- INSTRUCTION
From the Royals links roundup below, could you reproduce word for word the passage starting at "Another fan was" and ending at "on June 14."?

- SUPPLIED TEXT
>>>>>

Happy Monday, let’s get to the links, many trade related
Eric Longenhagen (Long-in-namen) looks at the Jake Diekman trade to Oakland and the prospects the Royals received back
Diekman has a mutual option for 2020, which probably augmented what the Royals got in return since he’s potentially something more than just a two-month relief rental. Kansas City didn’t get much back, though, and opposing teams I’ve spoken to about this deal think the Royals could have done better by waiting for needy contenders to sweat it out for a few days and offer more.
Another fan was hit with a foul ball on Saturday at Kauffman. The Royals said they would extend the netting further than past the dugout but that remains to be seen. Unfortunately maybe this recent incident will be cause for change
The Royals announced plans to extend the netting around Kauffman Stadium earlier this month, though did not reveal a timeline for the project. The fan on Saturday marks the second this month to be hit by a foul ball during a Royals game. A fan was similarly struck in the head by a foul ball on June 14.
Lynn Worthy of the Kansas City Star writes that Kyle Zimmer “passes first test” in his return back to the Royals
After getting to the ballpark after the game started, Zimmer quickly prepared and found himself in the game a few innings later. He pitched two scoreless innings, the seventh and eighth, and allowed a pair of hits and struck out two without a walk.
Leigh Oleszczak over at KC Kingdom has her thoughts on the Diekman trade as well
When it comes down to it, these prospects aren’t super exciting. Aquino is too young to really pencil in as anything and Blanco is a 26 year old prospect who missed two years of playing time. Still, Diekman got the Royals two new players who might be able to help them win some games in the coming years.

<<<<<

- RECORDS SUPPLIED
>>>>>

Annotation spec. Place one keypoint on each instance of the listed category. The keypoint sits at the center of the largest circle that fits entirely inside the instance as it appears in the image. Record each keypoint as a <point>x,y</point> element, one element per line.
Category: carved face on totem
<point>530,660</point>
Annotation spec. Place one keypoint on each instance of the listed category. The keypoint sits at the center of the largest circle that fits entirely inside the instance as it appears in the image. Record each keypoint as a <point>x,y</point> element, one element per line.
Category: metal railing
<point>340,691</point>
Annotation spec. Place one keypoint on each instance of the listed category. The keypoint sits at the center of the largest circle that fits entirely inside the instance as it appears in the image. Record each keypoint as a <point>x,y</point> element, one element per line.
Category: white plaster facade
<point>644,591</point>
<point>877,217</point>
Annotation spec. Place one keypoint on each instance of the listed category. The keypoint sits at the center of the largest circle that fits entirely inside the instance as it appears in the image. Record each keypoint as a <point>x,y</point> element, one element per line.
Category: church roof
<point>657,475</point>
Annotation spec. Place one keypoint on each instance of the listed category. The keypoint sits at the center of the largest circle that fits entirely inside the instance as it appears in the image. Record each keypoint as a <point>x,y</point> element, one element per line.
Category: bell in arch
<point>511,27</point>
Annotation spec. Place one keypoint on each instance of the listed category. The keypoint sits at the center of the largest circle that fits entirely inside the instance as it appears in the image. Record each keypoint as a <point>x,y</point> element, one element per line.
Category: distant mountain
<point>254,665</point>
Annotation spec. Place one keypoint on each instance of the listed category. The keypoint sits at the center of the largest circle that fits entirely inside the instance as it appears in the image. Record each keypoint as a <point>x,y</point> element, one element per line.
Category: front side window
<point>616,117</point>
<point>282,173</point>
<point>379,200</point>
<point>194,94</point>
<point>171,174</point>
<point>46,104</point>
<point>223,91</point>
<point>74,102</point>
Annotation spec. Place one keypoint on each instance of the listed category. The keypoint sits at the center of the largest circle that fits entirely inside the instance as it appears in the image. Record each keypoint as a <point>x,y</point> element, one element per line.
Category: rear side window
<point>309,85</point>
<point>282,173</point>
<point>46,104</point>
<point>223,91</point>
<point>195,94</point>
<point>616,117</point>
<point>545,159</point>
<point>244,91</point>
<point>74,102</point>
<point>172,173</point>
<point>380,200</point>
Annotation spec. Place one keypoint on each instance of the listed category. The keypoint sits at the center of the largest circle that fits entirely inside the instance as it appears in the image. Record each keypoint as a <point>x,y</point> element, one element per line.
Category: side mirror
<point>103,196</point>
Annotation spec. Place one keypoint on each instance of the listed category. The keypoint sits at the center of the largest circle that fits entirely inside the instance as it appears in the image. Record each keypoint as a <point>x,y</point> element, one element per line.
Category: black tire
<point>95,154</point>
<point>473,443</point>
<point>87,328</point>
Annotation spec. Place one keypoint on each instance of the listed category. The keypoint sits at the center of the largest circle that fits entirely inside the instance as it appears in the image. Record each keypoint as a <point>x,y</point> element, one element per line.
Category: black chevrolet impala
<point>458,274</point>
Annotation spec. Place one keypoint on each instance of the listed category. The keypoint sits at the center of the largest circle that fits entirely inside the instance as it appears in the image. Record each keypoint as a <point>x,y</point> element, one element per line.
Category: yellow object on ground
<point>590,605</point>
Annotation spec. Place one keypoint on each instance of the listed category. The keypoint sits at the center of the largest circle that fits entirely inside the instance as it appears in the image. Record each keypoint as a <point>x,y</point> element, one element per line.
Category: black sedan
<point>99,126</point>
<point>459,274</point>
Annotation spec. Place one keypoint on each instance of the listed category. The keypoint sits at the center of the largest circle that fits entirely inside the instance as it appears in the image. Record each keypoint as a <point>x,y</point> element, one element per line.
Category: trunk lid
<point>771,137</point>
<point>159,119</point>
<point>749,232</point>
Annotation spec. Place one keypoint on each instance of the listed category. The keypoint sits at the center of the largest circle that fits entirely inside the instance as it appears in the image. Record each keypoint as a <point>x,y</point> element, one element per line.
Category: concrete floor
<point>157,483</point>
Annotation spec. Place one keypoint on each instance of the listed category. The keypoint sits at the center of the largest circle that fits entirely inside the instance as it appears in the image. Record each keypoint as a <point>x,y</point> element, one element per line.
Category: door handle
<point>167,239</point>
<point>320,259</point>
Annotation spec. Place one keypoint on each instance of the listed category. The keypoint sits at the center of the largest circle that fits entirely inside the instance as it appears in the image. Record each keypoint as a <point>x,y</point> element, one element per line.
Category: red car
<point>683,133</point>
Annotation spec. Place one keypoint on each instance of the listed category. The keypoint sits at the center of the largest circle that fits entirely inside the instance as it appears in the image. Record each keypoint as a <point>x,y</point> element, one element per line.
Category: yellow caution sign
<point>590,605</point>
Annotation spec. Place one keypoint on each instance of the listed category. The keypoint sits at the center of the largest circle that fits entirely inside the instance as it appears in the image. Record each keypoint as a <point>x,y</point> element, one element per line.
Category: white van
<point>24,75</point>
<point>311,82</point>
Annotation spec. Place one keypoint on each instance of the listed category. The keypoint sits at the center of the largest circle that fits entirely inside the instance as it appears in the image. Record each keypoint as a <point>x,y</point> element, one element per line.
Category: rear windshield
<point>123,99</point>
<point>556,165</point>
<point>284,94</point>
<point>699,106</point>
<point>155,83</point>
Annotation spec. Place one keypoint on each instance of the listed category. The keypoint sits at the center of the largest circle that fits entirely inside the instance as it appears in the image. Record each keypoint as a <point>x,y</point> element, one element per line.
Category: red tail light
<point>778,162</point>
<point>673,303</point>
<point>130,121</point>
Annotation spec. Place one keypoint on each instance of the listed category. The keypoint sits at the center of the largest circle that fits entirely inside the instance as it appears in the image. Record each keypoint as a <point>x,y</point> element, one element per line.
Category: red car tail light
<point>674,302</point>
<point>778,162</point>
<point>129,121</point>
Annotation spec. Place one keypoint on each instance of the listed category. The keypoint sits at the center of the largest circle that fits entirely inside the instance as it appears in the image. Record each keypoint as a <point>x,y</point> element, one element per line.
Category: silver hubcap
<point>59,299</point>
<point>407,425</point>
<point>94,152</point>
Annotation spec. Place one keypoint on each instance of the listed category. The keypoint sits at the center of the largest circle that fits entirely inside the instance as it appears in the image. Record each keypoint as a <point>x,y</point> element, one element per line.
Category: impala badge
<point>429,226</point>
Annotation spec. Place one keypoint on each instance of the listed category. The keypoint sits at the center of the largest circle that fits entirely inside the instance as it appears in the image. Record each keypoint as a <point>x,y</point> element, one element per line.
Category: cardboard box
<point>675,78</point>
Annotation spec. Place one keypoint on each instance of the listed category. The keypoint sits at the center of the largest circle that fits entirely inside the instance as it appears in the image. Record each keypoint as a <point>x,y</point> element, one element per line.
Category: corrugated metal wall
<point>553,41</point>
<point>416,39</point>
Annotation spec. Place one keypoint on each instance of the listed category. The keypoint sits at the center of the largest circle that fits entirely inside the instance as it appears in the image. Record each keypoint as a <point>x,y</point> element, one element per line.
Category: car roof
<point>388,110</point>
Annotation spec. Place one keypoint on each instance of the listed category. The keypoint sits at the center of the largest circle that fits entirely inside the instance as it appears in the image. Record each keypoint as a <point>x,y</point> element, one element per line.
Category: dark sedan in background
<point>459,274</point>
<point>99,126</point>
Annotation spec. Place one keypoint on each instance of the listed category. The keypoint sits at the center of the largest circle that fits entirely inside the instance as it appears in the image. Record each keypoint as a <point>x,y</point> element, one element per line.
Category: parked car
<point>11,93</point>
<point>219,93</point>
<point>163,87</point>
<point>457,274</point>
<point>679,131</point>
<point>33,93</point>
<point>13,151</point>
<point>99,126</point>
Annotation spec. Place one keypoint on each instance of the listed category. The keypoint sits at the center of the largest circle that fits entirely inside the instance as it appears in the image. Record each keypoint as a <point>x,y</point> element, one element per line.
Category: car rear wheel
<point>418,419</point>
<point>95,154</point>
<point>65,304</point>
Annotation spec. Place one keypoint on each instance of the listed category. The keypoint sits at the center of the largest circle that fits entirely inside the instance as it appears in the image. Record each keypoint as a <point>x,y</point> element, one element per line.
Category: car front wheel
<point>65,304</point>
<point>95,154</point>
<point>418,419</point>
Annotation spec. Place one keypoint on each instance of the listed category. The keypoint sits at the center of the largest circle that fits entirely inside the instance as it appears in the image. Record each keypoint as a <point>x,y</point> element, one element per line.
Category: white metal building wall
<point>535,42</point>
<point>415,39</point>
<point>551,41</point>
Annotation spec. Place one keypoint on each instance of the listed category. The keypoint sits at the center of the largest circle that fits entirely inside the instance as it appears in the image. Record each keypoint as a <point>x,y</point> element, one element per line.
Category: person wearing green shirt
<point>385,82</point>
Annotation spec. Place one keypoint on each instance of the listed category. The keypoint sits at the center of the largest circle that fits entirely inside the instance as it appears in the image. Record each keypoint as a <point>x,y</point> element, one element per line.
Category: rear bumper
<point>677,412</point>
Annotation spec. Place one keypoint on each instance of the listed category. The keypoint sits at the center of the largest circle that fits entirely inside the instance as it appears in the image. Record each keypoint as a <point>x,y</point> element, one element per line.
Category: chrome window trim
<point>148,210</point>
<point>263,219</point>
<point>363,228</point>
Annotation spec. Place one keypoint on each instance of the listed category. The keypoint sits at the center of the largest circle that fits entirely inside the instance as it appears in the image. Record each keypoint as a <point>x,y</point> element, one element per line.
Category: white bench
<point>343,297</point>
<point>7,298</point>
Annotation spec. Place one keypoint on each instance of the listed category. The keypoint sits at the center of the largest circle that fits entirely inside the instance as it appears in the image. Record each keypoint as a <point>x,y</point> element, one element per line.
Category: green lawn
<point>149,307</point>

<<<<<

- EXERCISE OUTPUT
Another fan was hit with a foul ball on Saturday at Kauffman. The Royals said they would extend the netting further than past the dugout but that remains to be seen. Unfortunately maybe this recent incident will be cause for change
The Royals announced plans to extend the netting around Kauffman Stadium earlier this month, though did not reveal a timeline for the project. The fan on Saturday marks the second this month to be hit by a foul ball during a Royals game. A fan was similarly struck in the head by a foul ball on June 14.